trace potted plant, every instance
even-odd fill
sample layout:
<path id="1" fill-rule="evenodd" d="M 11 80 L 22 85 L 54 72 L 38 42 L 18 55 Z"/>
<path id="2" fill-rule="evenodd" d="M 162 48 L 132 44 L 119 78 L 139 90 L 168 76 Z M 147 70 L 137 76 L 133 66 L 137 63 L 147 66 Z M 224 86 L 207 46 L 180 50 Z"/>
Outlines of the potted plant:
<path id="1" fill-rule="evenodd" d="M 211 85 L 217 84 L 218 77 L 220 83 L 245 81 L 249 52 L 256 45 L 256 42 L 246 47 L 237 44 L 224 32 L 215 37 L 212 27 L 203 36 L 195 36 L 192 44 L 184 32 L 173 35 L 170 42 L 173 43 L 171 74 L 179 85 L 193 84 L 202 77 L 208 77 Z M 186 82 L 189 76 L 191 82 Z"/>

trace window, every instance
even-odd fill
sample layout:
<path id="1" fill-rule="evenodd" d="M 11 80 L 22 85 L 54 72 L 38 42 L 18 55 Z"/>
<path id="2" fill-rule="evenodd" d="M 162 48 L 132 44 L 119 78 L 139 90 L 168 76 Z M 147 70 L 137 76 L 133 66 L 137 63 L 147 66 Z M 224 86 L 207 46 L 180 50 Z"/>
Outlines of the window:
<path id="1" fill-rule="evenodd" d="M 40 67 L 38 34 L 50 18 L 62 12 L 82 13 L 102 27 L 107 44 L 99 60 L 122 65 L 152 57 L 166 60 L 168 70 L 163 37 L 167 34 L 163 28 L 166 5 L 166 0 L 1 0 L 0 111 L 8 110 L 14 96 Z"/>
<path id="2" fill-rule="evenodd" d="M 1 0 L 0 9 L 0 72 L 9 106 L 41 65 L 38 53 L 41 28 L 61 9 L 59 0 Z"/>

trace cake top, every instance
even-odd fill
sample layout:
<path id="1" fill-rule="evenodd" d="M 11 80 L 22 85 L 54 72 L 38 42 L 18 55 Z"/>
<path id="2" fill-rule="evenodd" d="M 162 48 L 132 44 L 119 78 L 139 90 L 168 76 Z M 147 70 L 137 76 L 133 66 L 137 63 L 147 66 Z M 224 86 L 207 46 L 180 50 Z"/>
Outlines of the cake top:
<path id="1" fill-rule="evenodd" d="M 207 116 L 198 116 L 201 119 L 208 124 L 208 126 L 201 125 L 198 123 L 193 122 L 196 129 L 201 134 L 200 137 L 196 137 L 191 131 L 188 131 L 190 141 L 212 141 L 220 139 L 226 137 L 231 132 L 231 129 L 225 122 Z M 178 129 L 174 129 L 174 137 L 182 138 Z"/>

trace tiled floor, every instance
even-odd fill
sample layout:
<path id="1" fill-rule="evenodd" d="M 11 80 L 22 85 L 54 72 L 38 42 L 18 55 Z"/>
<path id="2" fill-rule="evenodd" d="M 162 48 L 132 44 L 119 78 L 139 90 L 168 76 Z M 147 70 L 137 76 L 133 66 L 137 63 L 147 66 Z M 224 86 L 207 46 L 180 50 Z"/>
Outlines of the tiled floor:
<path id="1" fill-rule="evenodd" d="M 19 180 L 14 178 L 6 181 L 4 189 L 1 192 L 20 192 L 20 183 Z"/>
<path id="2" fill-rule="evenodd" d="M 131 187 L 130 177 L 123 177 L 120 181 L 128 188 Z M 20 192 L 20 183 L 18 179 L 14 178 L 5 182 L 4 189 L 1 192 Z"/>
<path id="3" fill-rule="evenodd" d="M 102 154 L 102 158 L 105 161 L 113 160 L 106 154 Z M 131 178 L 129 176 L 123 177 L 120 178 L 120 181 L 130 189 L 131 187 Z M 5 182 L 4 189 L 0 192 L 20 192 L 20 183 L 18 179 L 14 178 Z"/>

::::::::::

Requirements →
Quote all of the material above word for word, keeping every line in its original order.

Exercise solution →
trace potted plant, every instance
even-odd fill
sample layout:
<path id="1" fill-rule="evenodd" d="M 11 80 L 22 85 L 54 72 L 38 42 L 18 55 Z"/>
<path id="2" fill-rule="evenodd" d="M 162 48 L 132 44 L 119 78 L 139 90 L 168 76 Z M 147 70 L 137 76 L 133 66 L 137 63 L 147 66 Z M 224 86 L 207 46 L 180 50 Z"/>
Outlines of the potted plant:
<path id="1" fill-rule="evenodd" d="M 211 85 L 217 84 L 218 77 L 220 83 L 245 81 L 249 52 L 256 45 L 256 42 L 246 47 L 237 44 L 224 32 L 215 37 L 212 27 L 203 36 L 195 36 L 192 44 L 184 32 L 173 35 L 170 42 L 173 43 L 171 74 L 179 85 L 193 84 L 202 77 L 208 77 Z M 186 82 L 189 76 L 191 82 Z"/>

trace window, every instance
even-odd fill
sample layout:
<path id="1" fill-rule="evenodd" d="M 11 80 L 22 85 L 54 72 L 38 42 L 18 55 Z"/>
<path id="2" fill-rule="evenodd" d="M 162 48 L 132 44 L 119 78 L 139 90 L 168 76 Z M 147 70 L 137 76 L 133 66 L 137 63 L 147 66 Z M 224 86 L 207 46 L 180 50 Z"/>
Outlines of the window:
<path id="1" fill-rule="evenodd" d="M 40 67 L 38 34 L 50 18 L 62 12 L 82 13 L 102 27 L 107 44 L 99 60 L 122 65 L 152 57 L 166 60 L 168 70 L 163 37 L 167 34 L 163 28 L 166 5 L 166 0 L 1 0 L 0 111 L 8 110 L 14 96 Z"/>
<path id="2" fill-rule="evenodd" d="M 1 0 L 0 9 L 0 72 L 9 106 L 41 65 L 38 53 L 41 28 L 61 9 L 59 0 Z"/>

trace cake top, every instance
even-odd fill
sample layout:
<path id="1" fill-rule="evenodd" d="M 11 80 L 22 85 L 54 72 L 38 42 L 18 55 Z"/>
<path id="2" fill-rule="evenodd" d="M 162 48 L 132 44 L 119 78 L 139 90 L 168 76 Z M 147 70 L 137 76 L 133 66 L 137 63 L 147 66 Z M 224 86 L 207 46 L 180 50 Z"/>
Outlines of the cake top:
<path id="1" fill-rule="evenodd" d="M 207 116 L 198 116 L 201 119 L 208 124 L 208 126 L 201 125 L 198 123 L 193 122 L 196 129 L 201 134 L 200 137 L 196 137 L 191 131 L 188 131 L 190 141 L 212 141 L 220 139 L 226 137 L 231 132 L 231 129 L 225 122 Z M 178 129 L 174 129 L 174 137 L 182 138 Z"/>

trace tiled floor, every instance
even-odd fill
sample layout:
<path id="1" fill-rule="evenodd" d="M 11 80 L 22 85 L 54 72 L 38 42 L 18 55 Z"/>
<path id="2" fill-rule="evenodd" d="M 162 48 L 132 44 L 119 78 L 139 90 L 168 76 Z M 147 70 L 137 76 L 133 66 L 137 63 L 147 66 Z M 224 86 L 207 46 L 180 50 Z"/>
Outlines of the tiled floor:
<path id="1" fill-rule="evenodd" d="M 19 180 L 14 178 L 6 181 L 4 189 L 1 192 L 20 192 L 20 183 Z"/>
<path id="2" fill-rule="evenodd" d="M 131 187 L 130 177 L 123 177 L 120 181 L 128 188 Z M 20 192 L 20 183 L 18 179 L 14 178 L 5 182 L 4 189 L 1 192 Z"/>
<path id="3" fill-rule="evenodd" d="M 102 154 L 102 158 L 105 161 L 113 160 L 106 154 Z M 131 178 L 129 176 L 123 177 L 120 178 L 120 181 L 130 189 L 131 187 Z M 5 182 L 4 189 L 0 192 L 20 192 L 20 183 L 18 179 L 14 178 Z"/>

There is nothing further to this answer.